## Dataset content
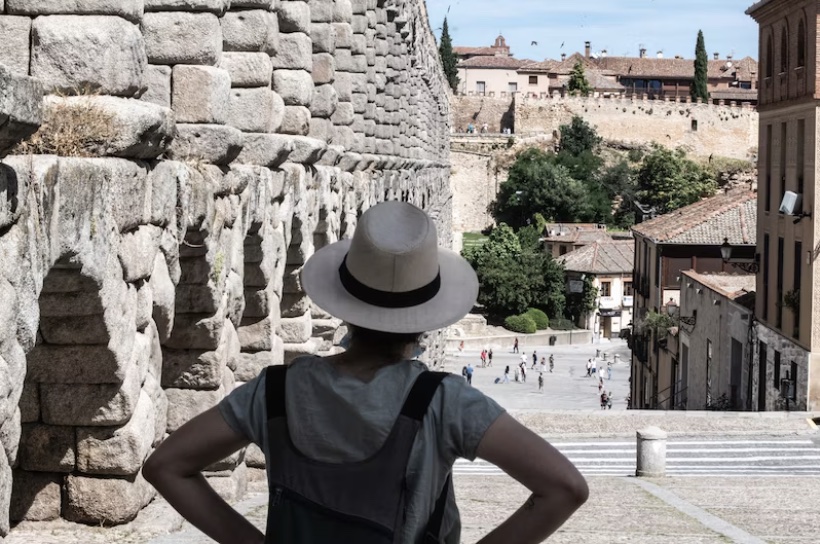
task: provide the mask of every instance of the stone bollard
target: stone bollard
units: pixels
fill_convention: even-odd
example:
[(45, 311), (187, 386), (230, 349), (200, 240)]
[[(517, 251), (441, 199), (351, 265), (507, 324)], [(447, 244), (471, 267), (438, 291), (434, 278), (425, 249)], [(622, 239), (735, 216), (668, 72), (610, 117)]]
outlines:
[(637, 432), (638, 459), (635, 476), (660, 478), (666, 476), (666, 432), (647, 427)]

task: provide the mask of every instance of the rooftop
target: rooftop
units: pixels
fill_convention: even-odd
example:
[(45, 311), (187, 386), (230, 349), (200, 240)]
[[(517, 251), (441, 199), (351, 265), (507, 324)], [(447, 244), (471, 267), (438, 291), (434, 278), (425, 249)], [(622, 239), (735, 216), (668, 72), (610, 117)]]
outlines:
[(736, 190), (703, 199), (632, 227), (656, 243), (755, 245), (757, 193)]
[(635, 243), (631, 240), (593, 242), (558, 258), (564, 268), (589, 274), (632, 273), (635, 261)]

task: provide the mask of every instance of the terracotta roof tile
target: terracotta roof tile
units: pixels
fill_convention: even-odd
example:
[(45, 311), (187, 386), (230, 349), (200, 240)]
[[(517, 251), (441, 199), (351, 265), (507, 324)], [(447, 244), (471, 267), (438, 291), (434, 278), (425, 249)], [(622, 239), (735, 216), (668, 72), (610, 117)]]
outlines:
[(632, 227), (632, 231), (666, 244), (754, 245), (757, 193), (732, 191), (706, 198)]
[(590, 274), (631, 273), (635, 262), (635, 242), (609, 240), (593, 242), (558, 258), (566, 270)]

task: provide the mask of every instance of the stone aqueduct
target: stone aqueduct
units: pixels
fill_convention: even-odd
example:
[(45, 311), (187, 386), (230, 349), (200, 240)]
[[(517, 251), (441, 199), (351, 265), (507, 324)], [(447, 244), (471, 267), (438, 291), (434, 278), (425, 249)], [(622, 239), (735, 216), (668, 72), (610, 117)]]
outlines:
[[(125, 522), (166, 433), (333, 349), (317, 248), (385, 199), (450, 243), (435, 40), (423, 0), (0, 0), (0, 38), (0, 535)], [(14, 151), (66, 111), (102, 115), (97, 156)]]

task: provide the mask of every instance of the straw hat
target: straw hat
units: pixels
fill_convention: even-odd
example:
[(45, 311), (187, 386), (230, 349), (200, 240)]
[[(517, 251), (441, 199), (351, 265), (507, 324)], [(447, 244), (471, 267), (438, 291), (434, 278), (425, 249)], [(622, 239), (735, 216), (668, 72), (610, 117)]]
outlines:
[(405, 202), (367, 210), (353, 239), (317, 251), (301, 279), (305, 293), (329, 314), (384, 332), (452, 325), (478, 296), (470, 264), (439, 248), (433, 221)]

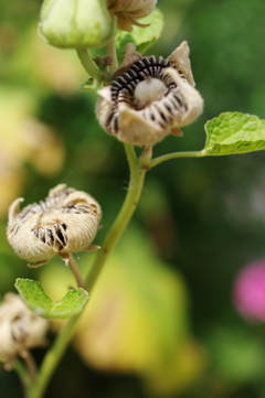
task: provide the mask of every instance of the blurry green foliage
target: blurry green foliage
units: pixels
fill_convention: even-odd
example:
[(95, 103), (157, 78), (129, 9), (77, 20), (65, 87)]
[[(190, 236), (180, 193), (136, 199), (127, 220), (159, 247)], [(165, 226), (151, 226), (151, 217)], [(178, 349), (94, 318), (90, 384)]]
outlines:
[[(158, 3), (165, 13), (166, 25), (161, 39), (148, 54), (167, 57), (182, 40), (188, 40), (197, 88), (205, 105), (200, 119), (183, 129), (184, 137), (167, 138), (155, 147), (155, 155), (172, 150), (201, 150), (205, 140), (204, 122), (223, 111), (253, 114), (265, 119), (264, 1), (171, 0)], [(14, 289), (18, 277), (40, 277), (41, 281), (50, 278), (49, 283), (60, 293), (60, 299), (63, 297), (60, 290), (73, 284), (67, 279), (64, 279), (65, 283), (61, 282), (62, 272), (68, 275), (70, 270), (60, 260), (31, 270), (15, 257), (6, 240), (8, 202), (17, 196), (24, 197), (25, 204), (38, 202), (62, 182), (87, 191), (103, 207), (104, 228), (95, 241), (100, 245), (123, 203), (128, 169), (123, 146), (102, 131), (96, 122), (96, 94), (80, 90), (86, 74), (74, 52), (49, 47), (36, 35), (41, 1), (1, 0), (0, 4), (0, 290), (3, 294)], [(14, 107), (15, 104), (19, 106)], [(24, 128), (29, 121), (31, 128)], [(32, 131), (39, 131), (36, 133), (42, 137), (36, 140), (41, 142), (39, 148), (34, 147), (36, 136)], [(52, 158), (44, 157), (43, 147), (46, 155)], [(139, 230), (142, 245), (147, 239), (152, 255), (144, 260), (140, 257), (142, 250), (139, 250), (138, 258), (137, 247), (126, 243), (128, 235), (117, 248), (109, 269), (105, 270), (110, 272), (110, 267), (117, 267), (115, 272), (121, 272), (124, 277), (129, 271), (128, 293), (134, 298), (131, 306), (138, 314), (135, 316), (144, 318), (148, 327), (155, 325), (152, 331), (158, 333), (152, 337), (167, 343), (165, 348), (159, 346), (153, 353), (156, 358), (163, 349), (169, 353), (170, 344), (173, 355), (179, 327), (183, 327), (183, 334), (192, 333), (193, 341), (195, 338), (205, 347), (208, 368), (204, 376), (197, 386), (176, 392), (176, 397), (264, 397), (264, 355), (261, 355), (265, 346), (264, 330), (241, 321), (231, 303), (237, 270), (265, 256), (264, 160), (265, 153), (261, 151), (172, 160), (155, 168), (147, 174), (135, 216), (137, 227), (132, 233), (137, 235)], [(53, 169), (55, 163), (57, 168)], [(126, 252), (123, 251), (125, 248)], [(80, 262), (87, 265), (87, 256), (81, 254)], [(178, 284), (176, 280), (180, 273)], [(184, 291), (189, 291), (190, 310), (176, 288), (176, 283), (182, 286), (182, 279), (186, 280)], [(126, 297), (123, 283), (119, 286), (118, 293)], [(126, 314), (127, 325), (128, 319), (129, 314)], [(159, 320), (168, 326), (163, 329)], [(141, 336), (141, 331), (138, 333)], [(150, 347), (151, 341), (148, 344)], [(95, 370), (92, 365), (84, 366), (75, 352), (70, 351), (46, 397), (153, 397), (153, 389), (158, 389), (153, 378), (159, 380), (157, 375), (161, 377), (161, 372), (167, 369), (166, 387), (170, 386), (169, 380), (177, 383), (182, 368), (176, 368), (180, 364), (184, 367), (183, 358), (189, 359), (189, 349), (184, 354), (179, 352), (178, 362), (170, 368), (158, 373), (156, 367), (150, 368), (150, 373), (153, 370), (151, 376), (148, 374), (150, 378), (145, 373), (146, 384), (148, 379), (151, 384), (149, 392), (142, 389), (135, 374)], [(150, 348), (141, 353), (142, 357), (148, 353)], [(43, 353), (38, 351), (35, 355), (40, 361)], [(153, 364), (158, 366), (156, 361)], [(204, 362), (204, 355), (199, 355), (192, 372), (200, 370)], [(192, 375), (192, 372), (188, 366), (187, 374)], [(13, 374), (0, 373), (0, 394), (4, 398), (21, 397), (19, 387), (17, 392), (13, 390), (17, 386)], [(184, 380), (184, 376), (181, 377)]]

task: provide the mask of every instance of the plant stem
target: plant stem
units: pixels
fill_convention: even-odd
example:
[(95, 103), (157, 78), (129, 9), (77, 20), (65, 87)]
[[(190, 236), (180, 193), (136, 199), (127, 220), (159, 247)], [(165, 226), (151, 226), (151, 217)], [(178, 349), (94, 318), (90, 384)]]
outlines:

## What you are asked to do
Put every line of the items above into a Markdown table with the columns Row and Line, numbering each row. Skip blank lines, and leave the picture markers out.

## The completed task
| Row | Line |
|---|---|
| 1 | task: provide the mask of every instance of the stone bollard |
| 2 | target: stone bollard |
| 3 | units: pixels |
| 4 | fill_convention: even-odd |
| 5 | example: |
| 6 | [(45, 311), (187, 386), (230, 349), (200, 240)] |
| 7 | [[(517, 251), (441, 199), (351, 265), (507, 324)], [(447, 244), (471, 267), (438, 291), (434, 278), (425, 249)], [(622, 239), (735, 216), (668, 72), (610, 117)]] |
| 8 | outlines: |
| 9 | [(637, 432), (638, 459), (635, 476), (660, 478), (666, 476), (666, 432), (647, 427)] |
| 10 | task: provide the mask of every instance of the rooftop |
| 11 | target: rooftop |
| 12 | units: pixels |
| 13 | fill_convention: even-odd |
| 14 | example: |
| 15 | [(45, 311), (187, 386), (230, 349), (200, 240)] |
| 16 | [[(517, 251), (441, 199), (351, 265), (507, 324)], [(447, 244), (471, 267), (438, 291), (434, 278), (425, 249)], [(622, 239), (735, 216), (668, 72), (610, 117)]] |
| 17 | outlines: |
| 18 | [(736, 190), (703, 199), (632, 227), (656, 243), (755, 245), (757, 193)] |
| 19 | [(635, 243), (631, 240), (593, 242), (558, 258), (564, 268), (589, 274), (632, 273), (635, 261)] |
| 20 | task: provide the mask of every instance of the terracotta roof tile |
| 21 | target: terracotta roof tile |
| 22 | units: pixels |
| 23 | fill_convention: even-odd |
| 24 | example: |
| 25 | [(45, 311), (187, 386), (230, 349), (200, 240)] |
| 26 | [[(517, 251), (441, 199), (351, 265), (507, 324)], [(447, 244), (471, 267), (438, 291), (434, 278), (425, 249)], [(622, 239), (735, 216), (668, 72), (610, 117)]] |
| 27 | outlines: |
| 28 | [(632, 227), (632, 231), (666, 244), (754, 245), (757, 193), (732, 191), (706, 198)] |
| 29 | [(590, 274), (631, 273), (635, 262), (635, 242), (609, 240), (593, 242), (558, 258), (566, 270)] |
| 30 | task: provide the mask of every instance of the stone aqueduct |
| 31 | target: stone aqueduct |
| 32 | units: pixels |
| 33 | fill_convention: even-odd |
| 34 | example: |
| 35 | [(45, 311), (187, 386), (230, 349), (200, 240)] |
| 36 | [[(517, 251), (441, 199), (351, 265), (507, 324)], [(447, 244), (471, 267), (438, 291), (434, 278), (425, 249)], [(622, 239), (735, 216), (668, 72), (610, 117)]] |
| 37 | outlines: |
| 38 | [[(125, 522), (166, 433), (333, 349), (317, 248), (385, 199), (450, 243), (435, 40), (423, 0), (0, 0), (0, 38), (0, 535)], [(14, 151), (66, 111), (102, 115), (97, 156)]] |
| 39 | task: provide the mask of every instance of the straw hat |
| 40 | target: straw hat |
| 41 | units: pixels |
| 42 | fill_convention: even-odd |
| 43 | example: |
| 44 | [(45, 311), (187, 386), (230, 349), (200, 240)] |
| 45 | [[(517, 251), (441, 199), (351, 265), (507, 324)], [(447, 244), (471, 267), (438, 291), (434, 278), (425, 249)], [(622, 239), (735, 216), (668, 72), (610, 117)]] |
| 46 | outlines: |
| 47 | [(405, 202), (367, 210), (353, 239), (317, 251), (301, 279), (305, 293), (329, 314), (384, 332), (452, 325), (478, 296), (470, 264), (439, 248), (433, 221)] |
| 48 | task: provide the mask of every instance of the blurry green foliage |
| 49 | target: blurry green foliage |
| 50 | units: pixels |
| 51 | fill_convention: even-odd |
| 52 | example: |
| 53 | [(95, 103), (157, 78), (129, 9), (77, 20), (65, 87)] |
| 54 | [[(190, 236), (180, 193), (136, 199), (127, 220), (159, 247)], [(165, 226), (151, 226), (151, 217)], [(178, 349), (94, 318), (90, 384)]] |
| 55 | outlines: |
| 56 | [[(158, 3), (165, 13), (166, 25), (161, 39), (148, 54), (167, 57), (182, 40), (188, 40), (197, 88), (205, 105), (200, 119), (183, 129), (184, 137), (167, 138), (155, 147), (155, 155), (172, 150), (201, 150), (205, 140), (204, 122), (223, 111), (253, 114), (265, 119), (264, 1), (171, 0)], [(14, 289), (18, 277), (40, 277), (41, 281), (50, 278), (49, 283), (60, 293), (60, 299), (63, 297), (60, 290), (73, 284), (67, 279), (64, 279), (65, 283), (61, 282), (62, 272), (68, 275), (70, 270), (60, 260), (31, 270), (15, 257), (6, 240), (8, 202), (17, 196), (24, 197), (25, 204), (38, 202), (62, 182), (87, 191), (103, 207), (104, 228), (95, 241), (100, 245), (123, 203), (128, 169), (123, 146), (102, 131), (96, 122), (96, 94), (80, 90), (86, 74), (74, 52), (49, 47), (36, 35), (41, 1), (1, 0), (0, 4), (0, 290), (3, 294)], [(14, 107), (15, 104), (19, 106)], [(24, 128), (29, 121), (31, 128)], [(32, 131), (39, 131), (36, 133), (42, 137), (36, 140), (41, 142), (39, 148), (34, 147), (36, 136)], [(52, 158), (44, 157), (43, 147), (46, 155)], [(139, 230), (142, 245), (147, 239), (152, 255), (144, 260), (140, 257), (142, 250), (139, 250), (138, 258), (137, 247), (126, 243), (128, 235), (117, 248), (109, 269), (105, 270), (110, 272), (110, 267), (117, 267), (115, 272), (121, 272), (124, 277), (129, 271), (128, 293), (134, 298), (131, 306), (138, 314), (135, 316), (144, 318), (148, 327), (155, 325), (152, 331), (158, 333), (152, 337), (167, 343), (165, 348), (159, 346), (153, 353), (156, 358), (163, 349), (169, 353), (170, 344), (173, 355), (179, 327), (183, 327), (183, 334), (192, 333), (193, 341), (195, 338), (205, 347), (208, 368), (204, 376), (197, 386), (176, 392), (176, 397), (264, 397), (264, 355), (261, 355), (265, 346), (264, 330), (241, 321), (231, 303), (237, 270), (265, 256), (264, 160), (265, 153), (261, 151), (172, 160), (155, 168), (147, 174), (135, 216), (137, 227), (132, 233), (137, 235)], [(53, 169), (55, 163), (57, 168)], [(126, 252), (123, 251), (125, 248)], [(80, 262), (87, 265), (87, 256), (81, 254)], [(178, 284), (176, 280), (180, 273)], [(184, 291), (189, 291), (190, 310), (176, 288), (176, 283), (182, 286), (182, 279), (186, 280)], [(126, 297), (123, 283), (119, 286), (118, 293)], [(126, 314), (127, 325), (128, 319), (129, 314)], [(159, 320), (168, 326), (163, 329)], [(141, 336), (141, 331), (138, 333)], [(150, 347), (151, 341), (148, 344)], [(95, 370), (92, 365), (84, 366), (75, 352), (70, 351), (46, 397), (153, 397), (153, 389), (158, 389), (153, 378), (159, 380), (157, 375), (161, 377), (161, 372), (167, 369), (166, 387), (170, 386), (169, 380), (177, 383), (182, 368), (176, 368), (180, 364), (184, 367), (183, 358), (189, 359), (189, 349), (184, 354), (179, 352), (178, 362), (170, 368), (158, 373), (156, 367), (150, 368), (150, 373), (153, 370), (151, 376), (148, 374), (150, 378), (145, 373), (146, 384), (148, 379), (151, 384), (149, 392), (142, 389), (135, 374)], [(150, 348), (141, 353), (142, 357), (148, 353)], [(43, 353), (38, 351), (35, 355), (40, 361)], [(153, 364), (158, 366), (156, 361)], [(204, 362), (204, 355), (199, 355), (192, 372), (200, 370)], [(192, 375), (192, 372), (188, 366), (187, 374)], [(13, 374), (0, 373), (0, 394), (4, 398), (21, 397), (19, 387), (17, 392), (13, 390), (17, 386)], [(184, 380), (184, 376), (181, 377)]] |
| 57 | task: provide the mask of every instance of the plant stem |
| 58 | target: plant stem |
| 59 | units: pixels |
| 60 | fill_convention: even-odd |
| 61 | example: |
| 62 | [(95, 103), (157, 78), (129, 9), (77, 20), (65, 87)] |
| 63 | [[(190, 236), (180, 193), (136, 199), (127, 220), (159, 247)], [(165, 226), (151, 226), (151, 217)], [(178, 349), (94, 318), (90, 384)]] |
| 64 | outlines: |